--- PROVIDED DATA ---
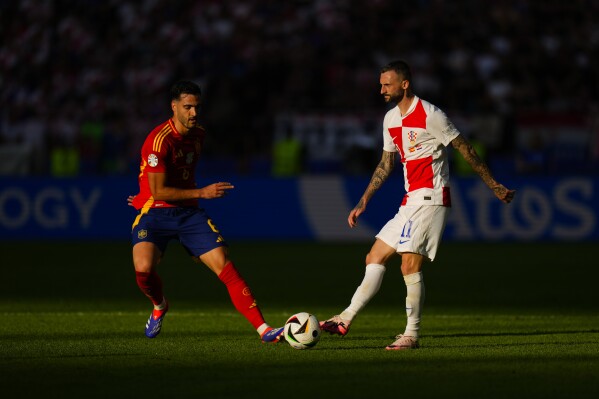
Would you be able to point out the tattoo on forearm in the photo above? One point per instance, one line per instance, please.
(381, 173)
(472, 158)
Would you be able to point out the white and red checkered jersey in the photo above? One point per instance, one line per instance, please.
(421, 137)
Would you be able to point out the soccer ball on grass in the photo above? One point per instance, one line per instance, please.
(302, 330)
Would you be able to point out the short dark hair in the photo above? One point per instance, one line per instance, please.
(399, 67)
(185, 87)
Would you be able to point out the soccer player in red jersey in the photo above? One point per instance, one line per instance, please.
(419, 132)
(168, 209)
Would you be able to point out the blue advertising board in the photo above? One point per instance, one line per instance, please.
(305, 208)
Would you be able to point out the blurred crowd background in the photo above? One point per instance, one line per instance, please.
(291, 87)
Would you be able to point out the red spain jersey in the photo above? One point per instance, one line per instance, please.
(167, 151)
(421, 137)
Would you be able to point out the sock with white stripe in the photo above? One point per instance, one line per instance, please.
(414, 302)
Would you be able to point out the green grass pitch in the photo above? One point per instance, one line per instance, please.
(500, 321)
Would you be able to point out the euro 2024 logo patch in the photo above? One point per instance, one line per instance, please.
(152, 160)
(412, 136)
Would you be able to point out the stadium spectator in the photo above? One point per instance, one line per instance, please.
(106, 56)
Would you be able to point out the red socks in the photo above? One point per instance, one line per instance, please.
(151, 285)
(241, 296)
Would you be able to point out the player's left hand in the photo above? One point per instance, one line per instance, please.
(217, 190)
(504, 194)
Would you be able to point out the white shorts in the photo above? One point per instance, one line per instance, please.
(416, 229)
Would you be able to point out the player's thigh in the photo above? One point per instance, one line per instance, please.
(416, 229)
(216, 259)
(380, 252)
(199, 235)
(146, 256)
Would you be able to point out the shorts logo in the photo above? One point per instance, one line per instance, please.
(152, 160)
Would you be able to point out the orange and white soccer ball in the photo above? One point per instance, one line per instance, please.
(302, 330)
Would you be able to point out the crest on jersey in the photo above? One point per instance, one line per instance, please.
(152, 160)
(412, 136)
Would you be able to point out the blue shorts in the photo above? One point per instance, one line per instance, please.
(192, 227)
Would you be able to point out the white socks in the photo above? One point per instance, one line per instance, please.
(373, 277)
(414, 302)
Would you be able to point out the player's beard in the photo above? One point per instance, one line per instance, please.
(395, 98)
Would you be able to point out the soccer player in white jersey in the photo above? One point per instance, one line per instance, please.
(419, 133)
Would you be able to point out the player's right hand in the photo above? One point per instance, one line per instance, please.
(216, 190)
(352, 219)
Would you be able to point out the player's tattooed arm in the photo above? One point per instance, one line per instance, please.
(480, 167)
(380, 175)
---
EXERCISE BRIEF: Please extract every line of text from the entries above, word for word and in order, leaving out the pictures.

RESPONSE TO THIS TASK:
Would you be able to point out the tattoo on forearm in the photo above? One point per instance, one line per instance, please.
(381, 173)
(472, 158)
Would you be able to point out the white and red checkered jersey in the photo above? One point per instance, one line per instance, please.
(421, 137)
Would you be able to point out the soccer ball on grass in the photo above? One point per instance, one line per instance, please.
(302, 330)
Would you be able to point out the short dark hair in the photo above? One point per instance, one line per instance, please.
(399, 67)
(185, 87)
Would you be able to point out the soccer player in red jersey in the photo above? One point per instance, one line per instance, please.
(419, 132)
(168, 209)
Would you be able to point out the blue advertising board in the photo above? One point per instance, one line per instance, please.
(305, 208)
Would you be able to point out the blurred crowd background in the photo above? One point per instance, one line per instance, please.
(291, 87)
Would you be able to point out the red spain jersey in the photo above? One point per instance, one line per instance, please.
(167, 151)
(421, 137)
Would you be able to point out the sock with white stripe in the photo above? One point per instance, one line per instance, please.
(414, 302)
Would you be able to point out the green grass pitch in the photo above? One point per instance, one line per instance, please.
(500, 321)
Would you be able to point out the euro 2024 logo patch in the photo above? One point per instance, one line per instance, please.
(152, 160)
(412, 136)
Would you be able to point out the stadium spectator in the photo above? One point per instance, one line per instance, please.
(106, 56)
Would you be able to point out the red socks in the photo above? One point per instance, one line per instance, please.
(151, 285)
(241, 296)
Would you be able to point out the player's left hand in the photo above? One point per instance, one line per instance, please.
(217, 190)
(504, 194)
Would you be able to point out the white shorts in the photo above? One point per instance, one line per instance, please.
(416, 229)
Would you be able to point out the player's thigh in the photo above? One point per instance, one line per instance, please.
(416, 229)
(216, 259)
(380, 252)
(199, 235)
(146, 256)
Would you be able to point out the shorts logo in the photo above? One point per instance, one line per instance, please.
(152, 160)
Would you be able to point out the orange and white soccer ball in the photo above? One point per instance, one line per instance, please.
(302, 330)
Would you be able to point out the crest on jersey in the photo above? One point per instance, one line per instance, please.
(152, 160)
(412, 136)
Would you be able to point out the blue shorts in the photo above? One point per instance, one line per instance, please.
(192, 227)
Would you be able to point out the white socks in the photo above? One point per instance, one line per instance, please.
(373, 277)
(414, 302)
Would you be able to point out the player's beard in the photo above? One point per instance, one line per instance, please.
(395, 98)
Would you be able to point out the soccer player in white jersey in the photo above? One point per instance, one line per instance, please.
(419, 133)
Would you be able to point out the player's right hand in the photo above? One point per instance, one line per instance, please.
(216, 190)
(352, 219)
Would you be able to point out the player's tattooed arm in the photo above? One point per instance, one line per instance, please.
(480, 167)
(380, 175)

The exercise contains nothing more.